Records held in a dataset

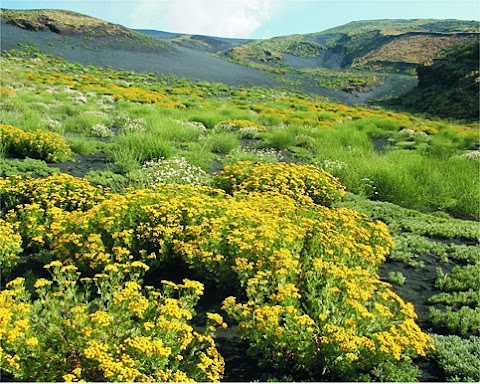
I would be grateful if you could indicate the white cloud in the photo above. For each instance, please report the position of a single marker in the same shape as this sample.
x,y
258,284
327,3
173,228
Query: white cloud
x,y
223,18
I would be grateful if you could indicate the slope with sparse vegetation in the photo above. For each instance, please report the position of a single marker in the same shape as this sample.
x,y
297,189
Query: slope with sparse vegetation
x,y
265,199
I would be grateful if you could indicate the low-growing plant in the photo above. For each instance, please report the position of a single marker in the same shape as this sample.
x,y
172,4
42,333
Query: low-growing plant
x,y
127,332
25,168
10,247
37,144
464,321
305,183
222,143
396,277
458,358
173,171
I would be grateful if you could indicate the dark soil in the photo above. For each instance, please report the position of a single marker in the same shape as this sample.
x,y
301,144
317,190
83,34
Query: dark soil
x,y
179,61
80,165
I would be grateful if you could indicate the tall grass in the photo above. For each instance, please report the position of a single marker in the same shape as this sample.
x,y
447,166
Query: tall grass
x,y
131,150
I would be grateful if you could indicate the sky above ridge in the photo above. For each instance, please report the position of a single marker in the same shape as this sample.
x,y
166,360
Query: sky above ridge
x,y
253,18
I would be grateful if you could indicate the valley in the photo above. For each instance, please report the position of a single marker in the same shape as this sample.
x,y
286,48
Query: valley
x,y
178,207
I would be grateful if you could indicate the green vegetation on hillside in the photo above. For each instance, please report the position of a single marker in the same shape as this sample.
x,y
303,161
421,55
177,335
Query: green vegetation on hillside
x,y
449,87
73,23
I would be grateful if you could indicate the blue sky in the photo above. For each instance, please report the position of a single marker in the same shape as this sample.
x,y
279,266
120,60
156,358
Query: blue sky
x,y
254,18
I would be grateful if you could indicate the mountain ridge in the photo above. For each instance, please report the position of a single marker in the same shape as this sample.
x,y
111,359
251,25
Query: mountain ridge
x,y
356,64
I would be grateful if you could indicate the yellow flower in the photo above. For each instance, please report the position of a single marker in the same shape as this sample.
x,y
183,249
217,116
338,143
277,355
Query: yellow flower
x,y
32,341
68,378
40,283
56,263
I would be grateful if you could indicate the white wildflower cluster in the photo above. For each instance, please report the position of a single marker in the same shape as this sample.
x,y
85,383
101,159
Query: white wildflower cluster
x,y
41,105
411,132
108,99
267,155
52,123
472,155
196,124
369,187
96,113
244,132
101,130
130,125
248,132
174,171
333,165
78,99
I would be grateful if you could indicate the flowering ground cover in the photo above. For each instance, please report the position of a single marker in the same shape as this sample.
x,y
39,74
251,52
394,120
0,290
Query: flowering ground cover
x,y
273,197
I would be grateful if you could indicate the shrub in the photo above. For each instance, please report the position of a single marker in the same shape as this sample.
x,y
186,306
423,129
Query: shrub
x,y
43,145
459,358
314,302
126,333
10,247
25,168
223,143
304,183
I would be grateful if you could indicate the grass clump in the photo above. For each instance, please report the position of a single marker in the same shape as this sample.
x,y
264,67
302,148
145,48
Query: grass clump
x,y
39,144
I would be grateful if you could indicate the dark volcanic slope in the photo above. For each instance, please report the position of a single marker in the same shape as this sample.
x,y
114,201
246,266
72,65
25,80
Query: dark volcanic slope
x,y
166,57
179,61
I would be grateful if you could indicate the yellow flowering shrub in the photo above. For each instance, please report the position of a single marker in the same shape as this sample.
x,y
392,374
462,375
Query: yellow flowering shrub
x,y
305,183
38,144
236,124
10,246
58,190
128,333
314,301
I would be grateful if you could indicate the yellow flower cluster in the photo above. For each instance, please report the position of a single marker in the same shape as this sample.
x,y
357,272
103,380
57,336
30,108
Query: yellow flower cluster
x,y
306,184
58,190
10,246
309,271
43,145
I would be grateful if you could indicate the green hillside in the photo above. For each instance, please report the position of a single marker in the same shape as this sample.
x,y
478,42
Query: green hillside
x,y
388,45
449,87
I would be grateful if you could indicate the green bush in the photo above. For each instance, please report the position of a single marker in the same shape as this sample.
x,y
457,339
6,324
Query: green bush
x,y
458,358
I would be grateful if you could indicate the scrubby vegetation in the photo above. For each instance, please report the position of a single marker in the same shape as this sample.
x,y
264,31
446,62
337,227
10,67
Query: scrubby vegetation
x,y
245,187
449,87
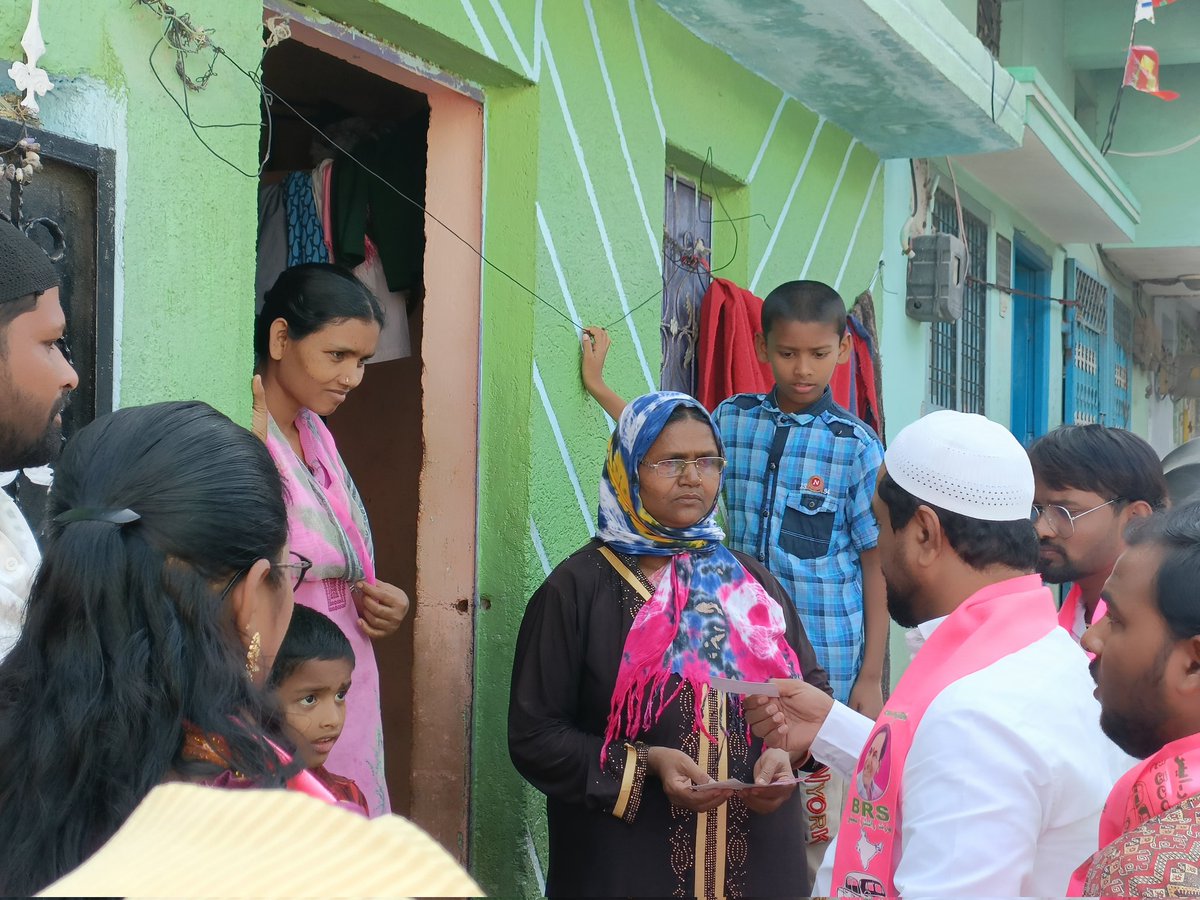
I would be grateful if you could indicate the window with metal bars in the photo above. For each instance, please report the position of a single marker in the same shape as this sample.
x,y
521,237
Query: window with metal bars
x,y
1098,337
958,348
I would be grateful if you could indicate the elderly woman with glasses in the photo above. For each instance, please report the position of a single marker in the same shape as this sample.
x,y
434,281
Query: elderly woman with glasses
x,y
163,594
622,711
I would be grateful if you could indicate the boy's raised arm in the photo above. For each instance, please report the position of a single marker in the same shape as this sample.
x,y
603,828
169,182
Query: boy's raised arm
x,y
867,696
594,347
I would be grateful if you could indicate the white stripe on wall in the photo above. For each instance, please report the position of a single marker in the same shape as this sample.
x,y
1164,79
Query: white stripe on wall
x,y
595,210
825,216
535,537
479,29
562,449
549,240
646,69
766,138
655,243
513,39
787,205
533,858
858,225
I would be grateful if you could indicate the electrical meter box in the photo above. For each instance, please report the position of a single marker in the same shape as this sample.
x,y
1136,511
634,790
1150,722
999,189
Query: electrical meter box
x,y
936,276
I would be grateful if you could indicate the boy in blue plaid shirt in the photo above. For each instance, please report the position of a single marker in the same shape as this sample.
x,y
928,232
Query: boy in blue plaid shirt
x,y
798,483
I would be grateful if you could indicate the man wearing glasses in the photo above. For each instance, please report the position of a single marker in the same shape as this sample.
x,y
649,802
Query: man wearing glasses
x,y
1091,483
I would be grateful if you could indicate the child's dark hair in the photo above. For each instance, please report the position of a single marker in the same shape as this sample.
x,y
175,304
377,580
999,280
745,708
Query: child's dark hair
x,y
804,301
310,297
310,636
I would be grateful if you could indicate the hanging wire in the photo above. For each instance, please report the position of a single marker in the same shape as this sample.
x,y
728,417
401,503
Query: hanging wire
x,y
186,39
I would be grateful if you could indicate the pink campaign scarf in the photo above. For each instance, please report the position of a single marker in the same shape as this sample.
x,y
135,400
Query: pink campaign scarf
x,y
1146,791
1069,611
991,624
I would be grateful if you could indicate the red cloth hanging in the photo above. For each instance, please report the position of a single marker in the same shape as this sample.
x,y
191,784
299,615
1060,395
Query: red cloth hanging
x,y
727,364
853,381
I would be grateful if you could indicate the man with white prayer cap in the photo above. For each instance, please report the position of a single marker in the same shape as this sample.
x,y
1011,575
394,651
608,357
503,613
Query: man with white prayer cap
x,y
987,768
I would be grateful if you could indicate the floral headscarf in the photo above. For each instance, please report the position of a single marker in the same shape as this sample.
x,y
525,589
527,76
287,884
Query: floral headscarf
x,y
708,617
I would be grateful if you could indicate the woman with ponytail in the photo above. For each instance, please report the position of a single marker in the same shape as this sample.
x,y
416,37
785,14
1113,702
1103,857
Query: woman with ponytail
x,y
162,598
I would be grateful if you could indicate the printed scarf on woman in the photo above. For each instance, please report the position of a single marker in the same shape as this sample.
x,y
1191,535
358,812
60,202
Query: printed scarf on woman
x,y
708,617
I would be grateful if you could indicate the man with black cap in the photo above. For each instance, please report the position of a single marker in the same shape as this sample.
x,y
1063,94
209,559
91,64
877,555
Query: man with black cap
x,y
985,773
35,381
1091,483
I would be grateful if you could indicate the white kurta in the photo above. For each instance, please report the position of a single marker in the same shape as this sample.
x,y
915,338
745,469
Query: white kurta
x,y
18,563
1003,783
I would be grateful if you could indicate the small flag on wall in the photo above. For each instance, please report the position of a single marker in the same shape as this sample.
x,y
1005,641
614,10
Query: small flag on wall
x,y
1145,9
1141,72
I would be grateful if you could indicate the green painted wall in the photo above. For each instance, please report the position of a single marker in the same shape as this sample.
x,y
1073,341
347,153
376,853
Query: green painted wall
x,y
705,101
186,222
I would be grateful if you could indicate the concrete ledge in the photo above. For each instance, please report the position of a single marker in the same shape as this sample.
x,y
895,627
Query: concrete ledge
x,y
905,77
1057,178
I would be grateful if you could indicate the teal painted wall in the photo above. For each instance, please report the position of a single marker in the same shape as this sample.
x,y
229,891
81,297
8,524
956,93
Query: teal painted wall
x,y
1167,186
1033,33
186,223
965,11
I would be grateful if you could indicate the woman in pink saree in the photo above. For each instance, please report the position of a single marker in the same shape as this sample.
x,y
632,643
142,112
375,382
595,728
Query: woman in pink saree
x,y
317,329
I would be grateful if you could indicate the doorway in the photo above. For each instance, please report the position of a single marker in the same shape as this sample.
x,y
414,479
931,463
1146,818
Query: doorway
x,y
414,466
1031,342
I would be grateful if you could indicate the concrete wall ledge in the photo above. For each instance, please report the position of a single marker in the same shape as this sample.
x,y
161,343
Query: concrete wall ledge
x,y
1057,178
905,77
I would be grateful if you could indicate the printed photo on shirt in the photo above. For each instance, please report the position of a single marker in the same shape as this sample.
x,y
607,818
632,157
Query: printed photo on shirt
x,y
875,769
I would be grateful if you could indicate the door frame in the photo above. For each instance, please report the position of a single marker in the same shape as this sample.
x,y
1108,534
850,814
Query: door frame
x,y
447,528
1031,370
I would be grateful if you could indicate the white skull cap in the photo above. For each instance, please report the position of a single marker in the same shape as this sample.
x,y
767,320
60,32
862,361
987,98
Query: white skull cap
x,y
964,463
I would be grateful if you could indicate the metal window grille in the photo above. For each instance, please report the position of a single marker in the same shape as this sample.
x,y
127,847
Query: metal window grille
x,y
688,227
958,349
1098,336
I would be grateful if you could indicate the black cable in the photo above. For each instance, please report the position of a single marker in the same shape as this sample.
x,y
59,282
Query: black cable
x,y
184,108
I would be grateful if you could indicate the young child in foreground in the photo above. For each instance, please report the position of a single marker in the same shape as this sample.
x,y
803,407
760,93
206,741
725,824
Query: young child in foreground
x,y
310,679
798,484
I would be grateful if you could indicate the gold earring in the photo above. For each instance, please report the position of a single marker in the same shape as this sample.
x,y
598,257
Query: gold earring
x,y
253,653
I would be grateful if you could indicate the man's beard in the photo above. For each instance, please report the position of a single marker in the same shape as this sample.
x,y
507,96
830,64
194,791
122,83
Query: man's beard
x,y
901,606
18,449
1057,573
1135,729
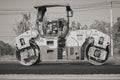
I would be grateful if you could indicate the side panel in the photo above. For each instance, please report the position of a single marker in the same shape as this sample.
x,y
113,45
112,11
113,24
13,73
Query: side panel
x,y
48,49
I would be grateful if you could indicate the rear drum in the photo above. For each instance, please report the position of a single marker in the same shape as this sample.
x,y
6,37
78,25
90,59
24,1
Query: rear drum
x,y
29,55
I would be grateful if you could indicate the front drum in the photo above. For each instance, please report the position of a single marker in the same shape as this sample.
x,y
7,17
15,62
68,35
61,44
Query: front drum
x,y
29,55
97,55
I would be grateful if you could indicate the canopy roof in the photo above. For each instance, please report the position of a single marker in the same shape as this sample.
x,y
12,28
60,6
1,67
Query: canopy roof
x,y
51,5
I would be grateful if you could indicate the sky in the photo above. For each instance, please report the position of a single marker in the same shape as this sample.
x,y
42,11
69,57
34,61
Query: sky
x,y
8,19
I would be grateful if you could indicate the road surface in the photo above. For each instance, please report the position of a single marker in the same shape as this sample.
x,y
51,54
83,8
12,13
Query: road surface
x,y
72,68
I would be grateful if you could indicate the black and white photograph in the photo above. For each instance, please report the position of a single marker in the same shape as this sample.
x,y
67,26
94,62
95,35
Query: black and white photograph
x,y
59,39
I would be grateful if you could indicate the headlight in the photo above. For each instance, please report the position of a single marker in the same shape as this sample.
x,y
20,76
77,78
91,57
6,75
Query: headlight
x,y
34,33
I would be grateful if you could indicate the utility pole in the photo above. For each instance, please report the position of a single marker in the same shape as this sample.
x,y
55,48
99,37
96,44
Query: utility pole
x,y
111,25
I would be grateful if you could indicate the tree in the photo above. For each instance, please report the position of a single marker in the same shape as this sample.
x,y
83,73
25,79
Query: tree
x,y
23,25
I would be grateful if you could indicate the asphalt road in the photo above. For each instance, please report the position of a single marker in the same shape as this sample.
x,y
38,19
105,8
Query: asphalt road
x,y
72,68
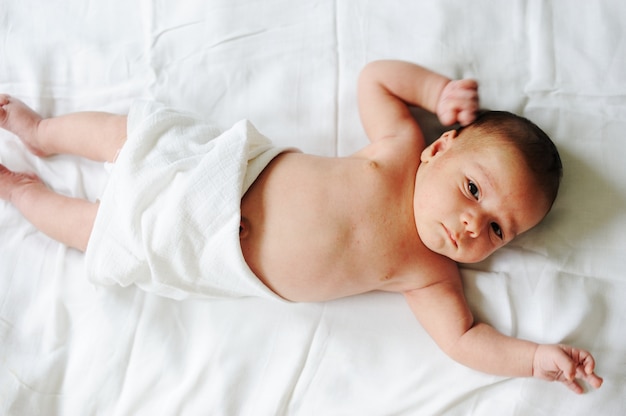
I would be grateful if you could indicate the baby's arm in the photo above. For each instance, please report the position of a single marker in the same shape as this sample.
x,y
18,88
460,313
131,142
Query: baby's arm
x,y
387,88
442,310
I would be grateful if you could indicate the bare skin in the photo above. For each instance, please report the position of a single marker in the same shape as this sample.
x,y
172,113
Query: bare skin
x,y
395,216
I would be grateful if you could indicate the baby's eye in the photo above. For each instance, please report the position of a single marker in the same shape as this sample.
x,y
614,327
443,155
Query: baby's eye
x,y
496,229
473,189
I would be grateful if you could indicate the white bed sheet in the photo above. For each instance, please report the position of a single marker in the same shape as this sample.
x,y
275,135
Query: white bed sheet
x,y
68,347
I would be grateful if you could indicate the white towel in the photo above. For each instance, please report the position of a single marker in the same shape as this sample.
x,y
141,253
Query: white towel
x,y
169,216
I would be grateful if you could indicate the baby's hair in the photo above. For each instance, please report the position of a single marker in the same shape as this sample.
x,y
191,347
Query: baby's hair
x,y
538,150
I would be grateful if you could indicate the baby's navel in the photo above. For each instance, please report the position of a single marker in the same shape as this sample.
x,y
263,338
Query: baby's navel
x,y
244,228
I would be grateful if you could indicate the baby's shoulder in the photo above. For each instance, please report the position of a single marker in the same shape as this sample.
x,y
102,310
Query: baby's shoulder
x,y
392,152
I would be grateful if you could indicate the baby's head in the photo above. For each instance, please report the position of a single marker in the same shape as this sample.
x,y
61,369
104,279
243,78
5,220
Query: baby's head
x,y
537,149
480,186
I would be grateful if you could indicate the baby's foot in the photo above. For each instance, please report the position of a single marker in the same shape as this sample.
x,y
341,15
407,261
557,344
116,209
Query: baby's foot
x,y
21,120
12,182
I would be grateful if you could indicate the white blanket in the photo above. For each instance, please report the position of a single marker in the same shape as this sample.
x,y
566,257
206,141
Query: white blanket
x,y
68,347
169,218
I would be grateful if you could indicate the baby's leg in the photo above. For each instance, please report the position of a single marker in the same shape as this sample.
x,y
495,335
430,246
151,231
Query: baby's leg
x,y
65,219
94,135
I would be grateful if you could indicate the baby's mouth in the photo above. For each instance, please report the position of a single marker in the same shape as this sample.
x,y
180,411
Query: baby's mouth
x,y
451,237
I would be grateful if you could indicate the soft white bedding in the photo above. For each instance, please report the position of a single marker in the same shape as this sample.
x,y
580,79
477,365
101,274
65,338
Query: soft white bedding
x,y
68,347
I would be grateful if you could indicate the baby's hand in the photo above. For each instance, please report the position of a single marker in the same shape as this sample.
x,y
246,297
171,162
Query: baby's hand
x,y
564,363
458,102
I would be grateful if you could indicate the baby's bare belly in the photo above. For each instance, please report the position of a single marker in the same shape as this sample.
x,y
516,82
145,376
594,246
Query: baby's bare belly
x,y
311,238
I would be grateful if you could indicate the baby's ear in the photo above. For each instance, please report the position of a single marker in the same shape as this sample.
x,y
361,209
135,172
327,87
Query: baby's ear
x,y
439,146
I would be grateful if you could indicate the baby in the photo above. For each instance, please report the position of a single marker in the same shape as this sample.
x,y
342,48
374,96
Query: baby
x,y
396,216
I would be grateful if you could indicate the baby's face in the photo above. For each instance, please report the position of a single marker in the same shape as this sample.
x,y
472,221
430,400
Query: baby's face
x,y
471,199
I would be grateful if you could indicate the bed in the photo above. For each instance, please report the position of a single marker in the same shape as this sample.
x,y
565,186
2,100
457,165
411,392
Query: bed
x,y
69,347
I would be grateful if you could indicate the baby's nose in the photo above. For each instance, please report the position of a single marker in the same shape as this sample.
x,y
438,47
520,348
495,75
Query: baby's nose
x,y
473,223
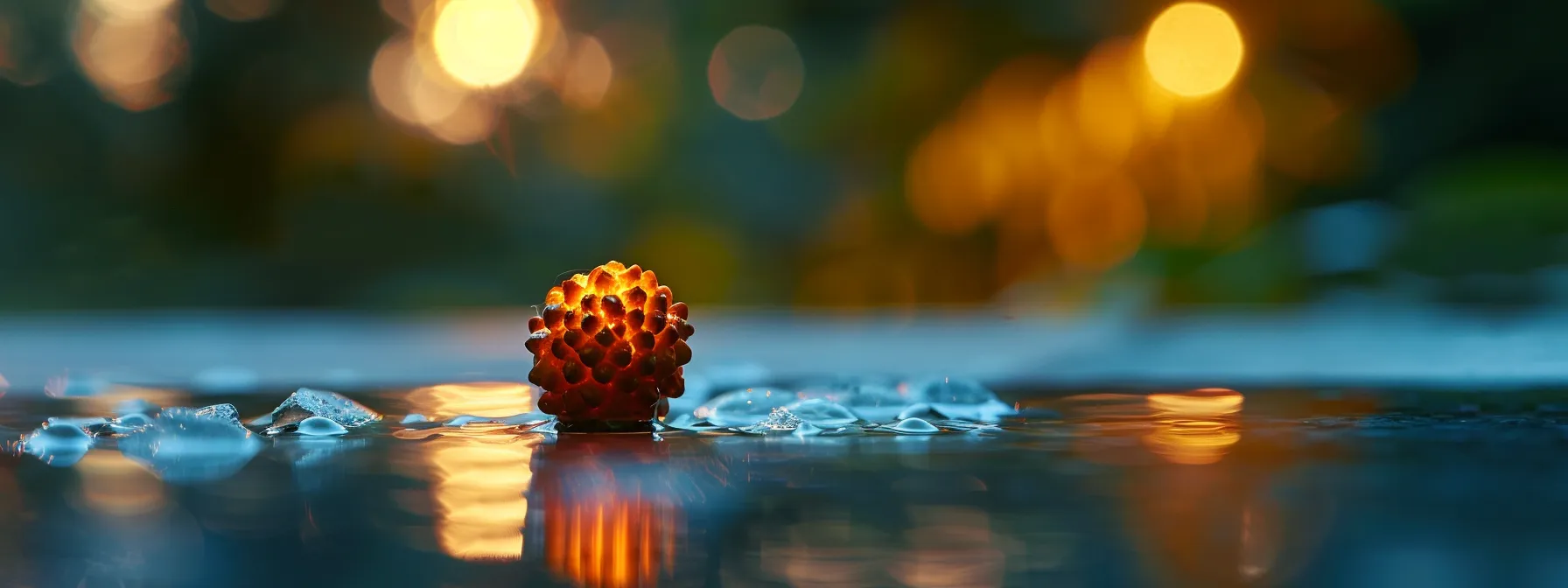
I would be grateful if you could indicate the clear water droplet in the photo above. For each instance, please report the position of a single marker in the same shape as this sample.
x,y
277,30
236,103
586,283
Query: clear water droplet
x,y
320,427
59,444
822,413
182,445
320,403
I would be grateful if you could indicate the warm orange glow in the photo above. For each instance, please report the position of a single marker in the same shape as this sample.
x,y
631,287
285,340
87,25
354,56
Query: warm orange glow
x,y
128,49
243,10
1197,427
410,91
485,399
1096,225
486,43
756,73
477,491
115,485
609,540
587,75
1194,49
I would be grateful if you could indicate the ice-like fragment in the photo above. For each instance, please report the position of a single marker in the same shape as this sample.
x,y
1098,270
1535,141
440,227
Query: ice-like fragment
x,y
136,407
962,399
59,444
913,427
79,422
129,424
220,411
742,408
822,413
806,430
182,447
918,411
780,419
320,403
869,402
318,427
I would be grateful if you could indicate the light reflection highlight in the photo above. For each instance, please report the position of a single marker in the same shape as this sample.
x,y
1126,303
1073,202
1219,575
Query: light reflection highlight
x,y
477,493
1195,429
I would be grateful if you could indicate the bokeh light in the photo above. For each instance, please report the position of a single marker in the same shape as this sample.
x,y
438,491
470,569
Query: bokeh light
x,y
128,49
1194,49
243,10
756,73
485,43
1096,223
421,96
587,75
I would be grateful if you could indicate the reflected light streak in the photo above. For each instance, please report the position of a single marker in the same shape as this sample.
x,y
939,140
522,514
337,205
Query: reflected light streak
x,y
609,540
1194,429
485,43
1194,49
482,399
479,499
756,73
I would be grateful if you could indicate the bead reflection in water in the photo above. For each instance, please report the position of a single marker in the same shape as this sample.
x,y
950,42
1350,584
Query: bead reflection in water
x,y
477,488
1197,427
609,540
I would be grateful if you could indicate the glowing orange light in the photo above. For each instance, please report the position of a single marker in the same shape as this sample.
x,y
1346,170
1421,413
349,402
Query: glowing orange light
x,y
609,542
1096,225
115,485
479,494
1194,49
588,74
756,73
1197,427
129,52
609,346
485,43
243,10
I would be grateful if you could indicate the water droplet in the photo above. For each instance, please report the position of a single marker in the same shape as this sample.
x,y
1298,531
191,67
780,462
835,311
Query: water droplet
x,y
57,444
318,427
780,419
320,403
914,427
182,445
742,408
822,413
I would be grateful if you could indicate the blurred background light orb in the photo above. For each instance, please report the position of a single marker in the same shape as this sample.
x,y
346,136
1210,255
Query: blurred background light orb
x,y
1194,49
756,73
485,43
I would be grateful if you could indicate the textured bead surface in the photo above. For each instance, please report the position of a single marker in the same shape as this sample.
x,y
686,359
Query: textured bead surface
x,y
610,346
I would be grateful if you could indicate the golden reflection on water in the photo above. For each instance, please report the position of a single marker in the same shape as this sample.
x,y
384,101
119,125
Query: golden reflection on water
x,y
482,399
477,493
1194,429
609,522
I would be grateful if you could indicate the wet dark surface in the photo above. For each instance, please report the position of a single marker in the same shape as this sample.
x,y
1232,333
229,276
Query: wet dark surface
x,y
1084,488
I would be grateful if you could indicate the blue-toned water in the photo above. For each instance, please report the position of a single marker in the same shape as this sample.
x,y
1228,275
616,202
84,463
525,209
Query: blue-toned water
x,y
1078,488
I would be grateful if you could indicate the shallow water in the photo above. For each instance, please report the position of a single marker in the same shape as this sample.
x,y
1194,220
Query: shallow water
x,y
1084,488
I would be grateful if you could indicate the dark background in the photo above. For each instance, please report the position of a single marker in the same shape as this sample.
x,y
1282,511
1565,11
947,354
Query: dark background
x,y
239,158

### What is being asked
Reproduce the entries starting at the line that contains "I would be grateful if you could indicate the shallow" and stopping after the final line of the entries. Shift every answer coordinate by -123 and leave the requests and their sample coordinates unchanged.

### Output below
I would be grateful if you could indicate the shallow water in the photo above. For each instance, please report the position of a single marker in the same shape as this sample.
x,y
1194,220
Query: shallow water
x,y
961,365
I would be grateful if you could indicate the dark background in the photo above. For each instance, please report the position of a single marker in the same shape as this sample.
x,y
1282,511
1565,11
947,354
Query: dark background
x,y
116,35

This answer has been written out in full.